### Short problem
Find the line that contains "For every instance of the sky, put"; then retype it and each line after it, exactly, through the final line of the data below.

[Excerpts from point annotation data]
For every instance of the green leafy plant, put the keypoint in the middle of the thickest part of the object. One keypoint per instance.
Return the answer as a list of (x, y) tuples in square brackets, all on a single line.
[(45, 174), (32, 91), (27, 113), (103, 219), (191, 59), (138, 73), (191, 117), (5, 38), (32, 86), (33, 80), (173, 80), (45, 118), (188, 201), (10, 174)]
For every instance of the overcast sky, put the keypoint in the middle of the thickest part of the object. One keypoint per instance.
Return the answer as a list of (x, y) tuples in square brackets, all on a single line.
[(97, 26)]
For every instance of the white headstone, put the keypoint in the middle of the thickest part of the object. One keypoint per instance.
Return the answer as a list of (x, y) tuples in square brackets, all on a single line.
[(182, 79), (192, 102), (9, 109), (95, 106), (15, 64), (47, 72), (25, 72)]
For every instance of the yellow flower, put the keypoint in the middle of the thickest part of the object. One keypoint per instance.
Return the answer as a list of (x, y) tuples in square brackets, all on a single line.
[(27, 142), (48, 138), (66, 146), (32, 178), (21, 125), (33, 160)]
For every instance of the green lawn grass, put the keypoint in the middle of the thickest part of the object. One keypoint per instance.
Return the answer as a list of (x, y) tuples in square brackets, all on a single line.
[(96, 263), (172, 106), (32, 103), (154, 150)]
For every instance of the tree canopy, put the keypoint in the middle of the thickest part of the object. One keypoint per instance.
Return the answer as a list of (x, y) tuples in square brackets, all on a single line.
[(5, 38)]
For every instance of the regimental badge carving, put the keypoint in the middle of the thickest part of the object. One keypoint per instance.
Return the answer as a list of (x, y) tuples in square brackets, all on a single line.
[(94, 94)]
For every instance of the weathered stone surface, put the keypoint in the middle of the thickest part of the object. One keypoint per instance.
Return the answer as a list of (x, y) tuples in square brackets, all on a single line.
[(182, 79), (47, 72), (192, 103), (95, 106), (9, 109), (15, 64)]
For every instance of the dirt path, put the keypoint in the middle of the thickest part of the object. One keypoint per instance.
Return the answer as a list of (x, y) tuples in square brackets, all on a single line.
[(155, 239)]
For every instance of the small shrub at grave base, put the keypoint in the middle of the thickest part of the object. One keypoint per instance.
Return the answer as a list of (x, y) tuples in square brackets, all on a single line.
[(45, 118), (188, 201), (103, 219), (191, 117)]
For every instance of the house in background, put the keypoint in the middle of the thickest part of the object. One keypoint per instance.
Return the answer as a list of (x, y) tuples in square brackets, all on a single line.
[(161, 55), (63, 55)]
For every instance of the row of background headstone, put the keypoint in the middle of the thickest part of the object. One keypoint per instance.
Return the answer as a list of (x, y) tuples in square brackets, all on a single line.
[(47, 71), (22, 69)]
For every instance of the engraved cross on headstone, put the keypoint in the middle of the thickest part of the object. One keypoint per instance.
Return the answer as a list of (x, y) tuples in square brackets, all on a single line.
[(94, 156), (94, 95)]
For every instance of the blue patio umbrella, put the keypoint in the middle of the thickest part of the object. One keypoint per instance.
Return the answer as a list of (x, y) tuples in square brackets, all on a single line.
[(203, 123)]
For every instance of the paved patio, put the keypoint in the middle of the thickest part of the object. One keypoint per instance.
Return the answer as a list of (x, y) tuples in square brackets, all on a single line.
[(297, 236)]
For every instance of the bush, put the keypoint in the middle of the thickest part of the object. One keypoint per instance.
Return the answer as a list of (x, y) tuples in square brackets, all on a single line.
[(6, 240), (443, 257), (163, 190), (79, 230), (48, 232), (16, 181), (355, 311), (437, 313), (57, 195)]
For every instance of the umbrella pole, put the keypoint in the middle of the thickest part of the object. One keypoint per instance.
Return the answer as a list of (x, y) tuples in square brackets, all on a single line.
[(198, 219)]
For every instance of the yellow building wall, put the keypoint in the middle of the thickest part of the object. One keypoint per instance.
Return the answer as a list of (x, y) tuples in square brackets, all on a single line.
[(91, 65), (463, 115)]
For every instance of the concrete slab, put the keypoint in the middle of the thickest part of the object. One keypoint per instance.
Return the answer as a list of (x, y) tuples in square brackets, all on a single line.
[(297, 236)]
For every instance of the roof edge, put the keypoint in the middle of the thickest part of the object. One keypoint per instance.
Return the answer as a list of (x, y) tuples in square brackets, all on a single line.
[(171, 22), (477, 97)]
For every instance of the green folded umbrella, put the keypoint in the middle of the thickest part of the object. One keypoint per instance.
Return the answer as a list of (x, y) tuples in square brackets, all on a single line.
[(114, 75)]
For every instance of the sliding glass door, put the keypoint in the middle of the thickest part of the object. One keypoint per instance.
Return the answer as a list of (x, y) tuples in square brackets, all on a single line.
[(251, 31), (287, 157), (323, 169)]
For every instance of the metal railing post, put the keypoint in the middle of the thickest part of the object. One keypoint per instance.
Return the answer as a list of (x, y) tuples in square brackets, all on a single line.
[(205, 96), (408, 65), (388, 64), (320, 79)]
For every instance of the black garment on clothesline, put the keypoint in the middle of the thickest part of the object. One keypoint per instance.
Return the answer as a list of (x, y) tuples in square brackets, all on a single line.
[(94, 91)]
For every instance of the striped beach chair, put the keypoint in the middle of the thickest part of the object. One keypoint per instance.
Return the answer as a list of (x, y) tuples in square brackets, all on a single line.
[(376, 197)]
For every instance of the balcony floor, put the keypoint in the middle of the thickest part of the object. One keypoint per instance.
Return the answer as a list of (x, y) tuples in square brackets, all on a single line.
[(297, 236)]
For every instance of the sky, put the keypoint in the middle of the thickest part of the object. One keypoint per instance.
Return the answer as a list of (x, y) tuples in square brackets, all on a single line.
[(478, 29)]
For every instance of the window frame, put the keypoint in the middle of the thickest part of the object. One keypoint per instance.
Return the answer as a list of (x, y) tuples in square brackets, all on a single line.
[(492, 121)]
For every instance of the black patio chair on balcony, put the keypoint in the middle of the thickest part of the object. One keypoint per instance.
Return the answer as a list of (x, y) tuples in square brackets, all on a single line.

### Response to the task
For every instance of the sky, put the keypoint in the middle of the thickest part of the object. One keypoint per instance.
Return the answer as a list of (x, y) tuples in square brackets, all on a single line.
[(478, 29)]
For every instance of the window frame, put the keypoint in the middle of the thickest part of the object. One keypoint per instance.
Return the answer as a list of (x, y) tuples in square brackets, all on a single line.
[(492, 121)]
For every instance of the black patio chair on balcony, put the keypoint in the middle of the thickest part of the object. One keypoint per instance.
Return the answer as a list of (x, y) tuples in square brackets, all on a single line.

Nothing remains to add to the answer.